##### PROVIDED PASSAGE #####

A leading Indonesian human rights campaigner who died mysteriously in September was poisoned, it emerged yesterday.

A leading Indonesian human rights campaigner who died mysteriously in September was poisoned, it emerged yesterday.

Munir suddenly fell ill on a flight from Singapore to Amsterdam two months ago, and died before the plane could land. The Amsterdam prosecutor's office said yesterday that Dutch forensic investigators had found traces of arsenic in his blood.

It is news that will send a chill through Indonesia, where people had hoped the days of political killings were over. Although the autopsy did not say Munir was deliberately poisoned, there is little doubt its findings point in that direction. Munir had already survived a firebombing attack on his house last year.

A human rights lawyer, he was one of the leading campaigners against the abuses committed under the regime of Indonesia's former dictator, Suharto. He once said he had lost count of the number of death threats he had received.

Munir first came to prominence in the final days of the Suharto regime, when he exposed the disappearances of many other activists. He was a leading member of the Kontras human rights group, and was involved in publicising human rights abuses in East Timor, which later led to its bloody secession from Indonesia.

More recently he has been leading a campaign to bring to justice those behind a spate of kidnappings in 1998 in which anti-Suharto activists were tortured. Lawyers have so far managed to keep Suharto out of court, claiming he is too ill to face prosecution.

Munir was also prominent among those accusing the military, which has remained powerful since the end of the Suharto regime, of human rights abuses in the restive provinces of Aceh and Papua. Dozens have been detained in Aceh for alleged links to separatists, and in 2001 a special forces squad assassinated Theys Eluay, a vocal supporter of Papuan independence.

Many people in Indonesia had murky pasts and presents and so had good reason to want Munir silenced. By a bitter irony, Munir died on the day the Indonesian parliament voted to set up a truth and reconciliation commission, to investigate killings and abductions during Suharto's rule. Now it appears Munir may himself have been the victim of the sort of killing he spent so long exposing.

##### LISTED RECORDS #####

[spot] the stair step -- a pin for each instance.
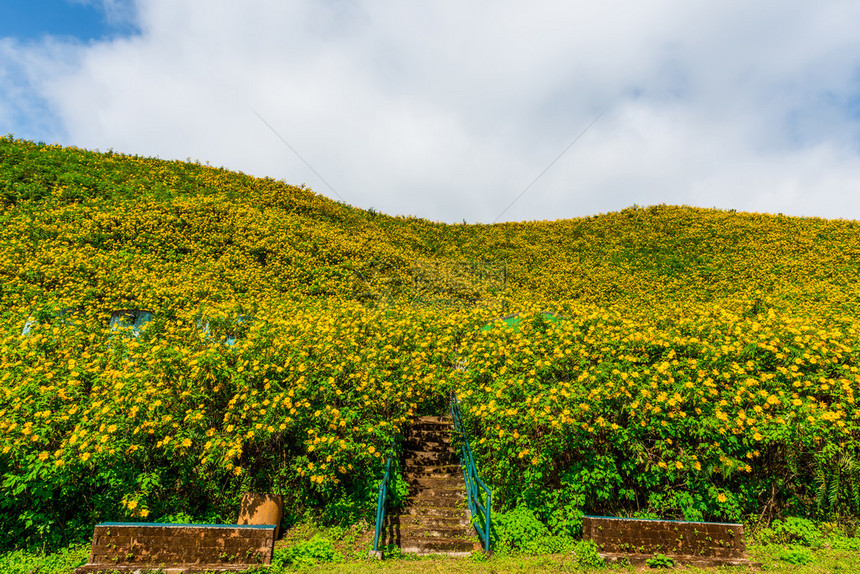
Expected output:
(435, 545)
(453, 481)
(434, 518)
(449, 512)
(458, 520)
(432, 471)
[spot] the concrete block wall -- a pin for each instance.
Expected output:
(123, 545)
(636, 536)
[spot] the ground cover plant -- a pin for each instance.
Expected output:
(664, 361)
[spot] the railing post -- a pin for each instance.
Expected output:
(380, 508)
(470, 474)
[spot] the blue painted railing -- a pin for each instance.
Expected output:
(481, 513)
(380, 505)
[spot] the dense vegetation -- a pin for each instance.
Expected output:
(666, 361)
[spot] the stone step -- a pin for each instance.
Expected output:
(419, 482)
(454, 520)
(438, 545)
(416, 471)
(440, 456)
(447, 512)
(424, 439)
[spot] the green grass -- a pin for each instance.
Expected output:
(351, 560)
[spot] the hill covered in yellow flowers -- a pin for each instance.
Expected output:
(103, 228)
(704, 364)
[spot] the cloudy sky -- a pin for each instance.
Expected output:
(452, 110)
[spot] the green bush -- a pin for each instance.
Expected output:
(28, 562)
(520, 531)
(799, 530)
(586, 554)
(317, 550)
(794, 554)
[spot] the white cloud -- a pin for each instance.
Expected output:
(448, 110)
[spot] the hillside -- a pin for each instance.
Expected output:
(705, 363)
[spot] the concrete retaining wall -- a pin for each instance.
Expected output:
(179, 547)
(649, 537)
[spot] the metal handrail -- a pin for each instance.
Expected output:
(380, 505)
(473, 482)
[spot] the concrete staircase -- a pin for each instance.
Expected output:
(434, 519)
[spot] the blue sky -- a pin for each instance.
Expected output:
(450, 110)
(32, 20)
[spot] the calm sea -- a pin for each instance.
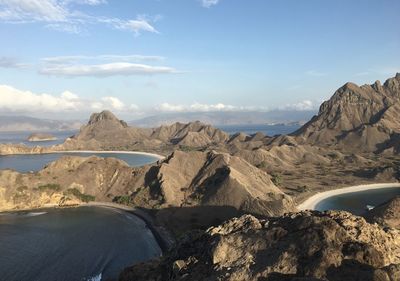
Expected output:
(21, 137)
(76, 244)
(356, 202)
(35, 162)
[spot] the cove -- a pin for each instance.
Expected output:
(84, 243)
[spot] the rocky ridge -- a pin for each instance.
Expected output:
(304, 246)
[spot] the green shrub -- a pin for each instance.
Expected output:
(49, 186)
(277, 179)
(123, 199)
(261, 165)
(81, 196)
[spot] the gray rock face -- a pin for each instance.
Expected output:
(357, 118)
(386, 214)
(304, 246)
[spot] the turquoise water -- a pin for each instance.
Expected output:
(85, 243)
(35, 162)
(356, 202)
(21, 138)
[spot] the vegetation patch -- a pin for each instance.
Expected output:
(261, 165)
(277, 179)
(123, 199)
(49, 186)
(79, 195)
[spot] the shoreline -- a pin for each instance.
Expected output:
(311, 202)
(161, 235)
(159, 157)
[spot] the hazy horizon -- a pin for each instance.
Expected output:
(66, 59)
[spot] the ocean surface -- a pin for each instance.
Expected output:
(356, 202)
(35, 162)
(21, 137)
(269, 130)
(75, 244)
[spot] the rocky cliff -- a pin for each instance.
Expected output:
(105, 131)
(186, 190)
(332, 246)
(358, 118)
(386, 214)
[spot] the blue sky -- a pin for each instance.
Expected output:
(65, 58)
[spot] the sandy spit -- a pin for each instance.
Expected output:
(313, 201)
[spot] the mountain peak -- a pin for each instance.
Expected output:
(105, 115)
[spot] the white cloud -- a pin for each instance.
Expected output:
(199, 107)
(32, 10)
(209, 3)
(300, 106)
(15, 100)
(102, 70)
(136, 26)
(166, 107)
(58, 15)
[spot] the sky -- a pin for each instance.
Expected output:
(67, 58)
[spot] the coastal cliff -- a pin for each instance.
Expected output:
(332, 246)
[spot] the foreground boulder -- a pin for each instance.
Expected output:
(386, 214)
(301, 246)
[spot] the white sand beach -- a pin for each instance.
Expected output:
(313, 201)
(110, 151)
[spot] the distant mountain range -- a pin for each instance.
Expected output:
(25, 123)
(226, 118)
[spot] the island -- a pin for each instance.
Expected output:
(38, 137)
(232, 201)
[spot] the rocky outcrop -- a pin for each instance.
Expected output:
(64, 182)
(332, 246)
(191, 134)
(357, 119)
(386, 214)
(188, 189)
(218, 179)
(105, 131)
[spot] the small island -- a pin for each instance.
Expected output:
(37, 137)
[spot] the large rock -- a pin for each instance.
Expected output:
(332, 246)
(357, 118)
(386, 214)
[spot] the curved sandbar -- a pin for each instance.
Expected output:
(314, 200)
(160, 157)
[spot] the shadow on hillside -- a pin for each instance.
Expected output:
(179, 220)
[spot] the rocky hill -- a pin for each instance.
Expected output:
(67, 181)
(105, 131)
(358, 119)
(386, 214)
(332, 246)
(187, 189)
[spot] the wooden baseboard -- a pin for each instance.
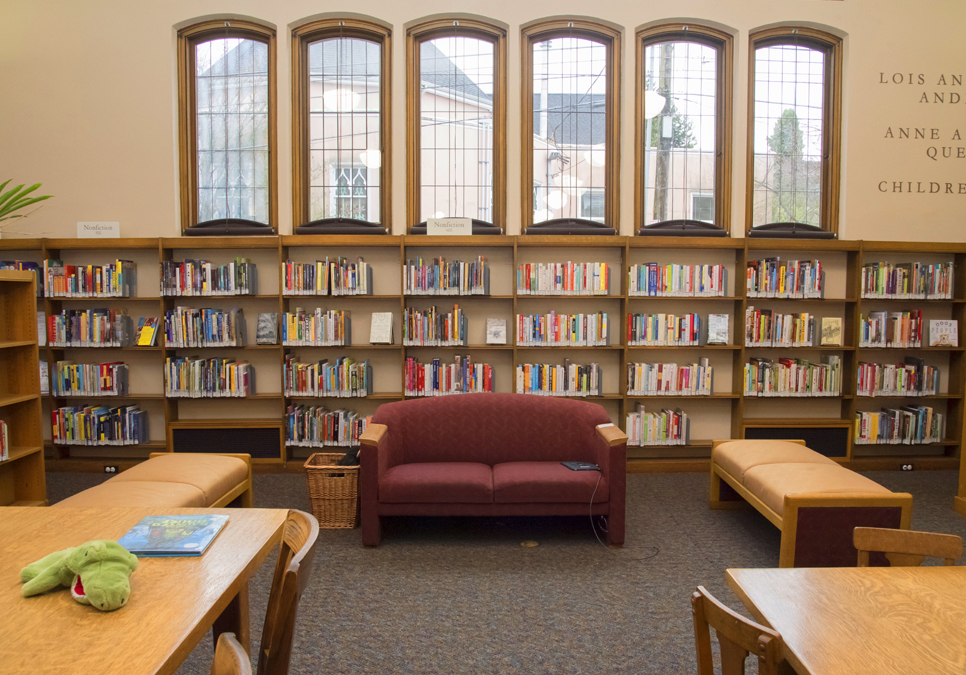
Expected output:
(696, 465)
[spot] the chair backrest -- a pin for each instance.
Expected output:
(230, 657)
(737, 637)
(291, 576)
(906, 548)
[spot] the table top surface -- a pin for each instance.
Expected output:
(857, 621)
(173, 602)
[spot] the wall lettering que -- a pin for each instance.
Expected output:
(938, 144)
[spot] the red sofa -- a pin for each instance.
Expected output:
(491, 455)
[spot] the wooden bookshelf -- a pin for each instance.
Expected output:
(22, 478)
(726, 413)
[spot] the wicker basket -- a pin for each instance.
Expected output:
(333, 490)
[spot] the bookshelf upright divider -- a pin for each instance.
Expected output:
(726, 412)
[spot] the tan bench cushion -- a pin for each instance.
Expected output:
(736, 457)
(771, 482)
(214, 475)
(137, 493)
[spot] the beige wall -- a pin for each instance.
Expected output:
(88, 104)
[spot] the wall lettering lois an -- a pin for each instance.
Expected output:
(930, 145)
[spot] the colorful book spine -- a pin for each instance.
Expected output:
(443, 379)
(662, 427)
(563, 330)
(568, 379)
(663, 330)
(567, 278)
(318, 427)
(208, 378)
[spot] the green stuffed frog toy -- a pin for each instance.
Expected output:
(98, 574)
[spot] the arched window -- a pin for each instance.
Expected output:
(456, 99)
(570, 122)
(226, 96)
(341, 163)
(794, 135)
(683, 126)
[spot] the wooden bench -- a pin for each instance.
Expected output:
(813, 500)
(175, 480)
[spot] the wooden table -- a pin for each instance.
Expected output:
(174, 601)
(858, 621)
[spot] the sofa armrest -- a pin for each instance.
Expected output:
(612, 434)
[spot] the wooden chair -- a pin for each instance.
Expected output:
(737, 637)
(291, 577)
(230, 657)
(906, 548)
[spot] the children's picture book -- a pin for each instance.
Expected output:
(496, 331)
(157, 536)
(943, 333)
(717, 329)
(831, 331)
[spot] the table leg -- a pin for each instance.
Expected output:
(235, 619)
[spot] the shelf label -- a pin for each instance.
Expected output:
(449, 226)
(98, 230)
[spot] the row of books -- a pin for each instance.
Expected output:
(343, 378)
(567, 278)
(926, 281)
(430, 327)
(442, 379)
(652, 279)
(671, 379)
(563, 330)
(190, 377)
(114, 280)
(663, 427)
(891, 329)
(439, 277)
(772, 278)
(201, 277)
(905, 425)
(569, 379)
(90, 379)
(99, 425)
(768, 328)
(664, 330)
(912, 378)
(793, 377)
(94, 327)
(190, 327)
(332, 276)
(321, 328)
(26, 266)
(318, 427)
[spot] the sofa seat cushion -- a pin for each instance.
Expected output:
(138, 493)
(771, 482)
(214, 475)
(546, 482)
(437, 482)
(737, 457)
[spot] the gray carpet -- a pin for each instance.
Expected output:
(446, 596)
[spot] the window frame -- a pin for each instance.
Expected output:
(302, 37)
(831, 45)
(188, 38)
(723, 43)
(608, 36)
(482, 29)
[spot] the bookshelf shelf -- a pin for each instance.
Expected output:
(22, 478)
(842, 262)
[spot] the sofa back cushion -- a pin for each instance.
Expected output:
(493, 428)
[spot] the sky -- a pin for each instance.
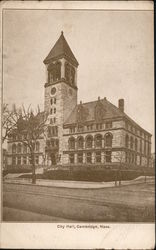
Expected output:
(114, 50)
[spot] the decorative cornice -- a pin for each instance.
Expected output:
(62, 80)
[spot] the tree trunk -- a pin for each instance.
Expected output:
(33, 169)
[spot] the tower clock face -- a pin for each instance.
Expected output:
(70, 92)
(53, 91)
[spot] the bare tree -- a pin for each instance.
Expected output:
(29, 126)
(120, 157)
(9, 121)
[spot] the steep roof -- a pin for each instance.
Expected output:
(111, 111)
(61, 48)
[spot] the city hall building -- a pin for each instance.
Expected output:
(95, 133)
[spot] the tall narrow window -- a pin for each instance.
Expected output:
(108, 156)
(98, 141)
(80, 157)
(67, 72)
(108, 140)
(127, 141)
(89, 157)
(13, 160)
(98, 157)
(136, 144)
(89, 142)
(80, 142)
(37, 146)
(19, 160)
(72, 143)
(14, 148)
(24, 160)
(19, 148)
(71, 158)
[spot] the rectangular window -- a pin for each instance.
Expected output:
(19, 160)
(108, 125)
(89, 127)
(80, 158)
(99, 126)
(14, 160)
(36, 159)
(108, 156)
(24, 160)
(71, 158)
(80, 129)
(89, 157)
(98, 157)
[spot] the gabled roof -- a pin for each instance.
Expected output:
(61, 48)
(111, 111)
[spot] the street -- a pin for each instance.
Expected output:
(133, 203)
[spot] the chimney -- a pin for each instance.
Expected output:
(121, 104)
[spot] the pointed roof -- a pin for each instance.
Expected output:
(61, 48)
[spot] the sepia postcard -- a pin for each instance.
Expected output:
(77, 125)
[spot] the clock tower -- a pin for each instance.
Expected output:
(60, 95)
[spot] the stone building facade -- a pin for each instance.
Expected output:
(86, 134)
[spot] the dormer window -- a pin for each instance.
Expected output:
(54, 72)
(69, 74)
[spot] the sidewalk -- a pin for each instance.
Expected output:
(80, 184)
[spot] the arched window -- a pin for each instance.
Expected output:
(80, 157)
(14, 160)
(136, 144)
(98, 140)
(14, 148)
(58, 71)
(127, 141)
(67, 72)
(71, 158)
(19, 148)
(72, 143)
(98, 157)
(24, 148)
(89, 141)
(89, 157)
(37, 146)
(54, 72)
(80, 142)
(131, 142)
(108, 156)
(108, 140)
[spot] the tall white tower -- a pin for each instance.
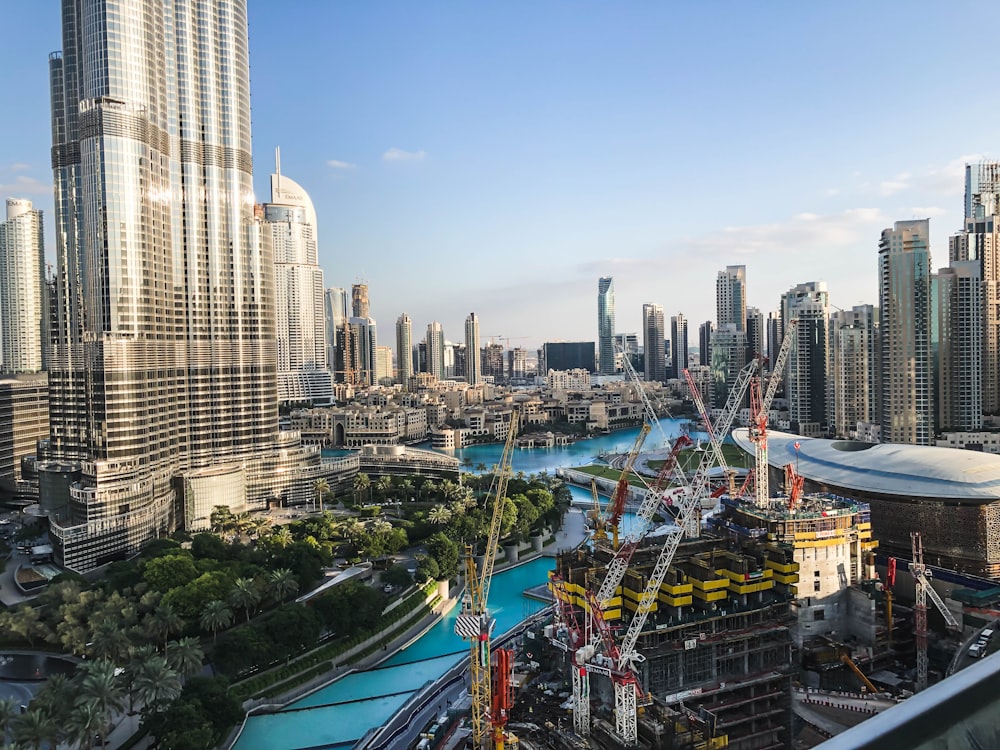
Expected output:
(23, 306)
(300, 320)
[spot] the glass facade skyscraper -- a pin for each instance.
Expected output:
(606, 325)
(164, 358)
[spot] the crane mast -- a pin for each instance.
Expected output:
(474, 623)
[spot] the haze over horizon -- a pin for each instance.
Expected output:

#####

**TASK TO COMPLETE**
Write out the article above about the poisoning of Munir, reproducing its full text word for word.

**ANSWER AREA**
A leading Indonesian human rights campaigner who died mysteriously in September was poisoned, it emerged yesterday.

A leading Indonesian human rights campaigner who died mysteriously in September was poisoned, it emerged yesterday.

Munir suddenly fell ill on a flight from Singapore to Amsterdam two months ago, and died before the plane could land. The Amsterdam prosecutor's office said yesterday that Dutch forensic investigators had found traces of arsenic in his blood.

It is news that will send a chill through Indonesia, where people had hoped the days of political killings were over. Although the autopsy did not say Munir was deliberately poisoned, there is little doubt its findings point in that direction. Munir had already survived a firebombing attack on his house last year.

A human rights lawyer, he was one of the leading campaigners against the abuses committed under the regime of Indonesia's former dictator, Suharto. He once said he had lost count of the number of death threats he had received.

Munir first came to prominence in the final days of the Suharto regime, when he exposed the disappearances of many other activists. He was a leading member of the Kontras human rights group, and was involved in publicising human rights abuses in East Timor, which later led to its bloody secession from Indonesia.

More recently he has been leading a campaign to bring to justice those behind a spate of kidnappings in 1998 in which anti-Suharto activists were tortured. Lawyers have so far managed to keep Suharto out of court, claiming he is too ill to face prosecution.

Munir was also prominent among those accusing the military, which has remained powerful since the end of the Suharto regime, of human rights abuses in the restive provinces of Aceh and Papua. Dozens have been detained in Aceh for alleged links to separatists, and in 2001 a special forces squad assassinated Theys Eluay, a vocal supporter of Papuan independence.

Many people in Indonesia had murky pasts and presents and so had good reason to want Munir silenced. By a bitter irony, Munir died on the day the Indonesian parliament voted to set up a truth and reconciliation commission, to investigate killings and abductions during Suharto's rule. Now it appears Munir may himself have been the victim of the sort of killing he spent so long exposing.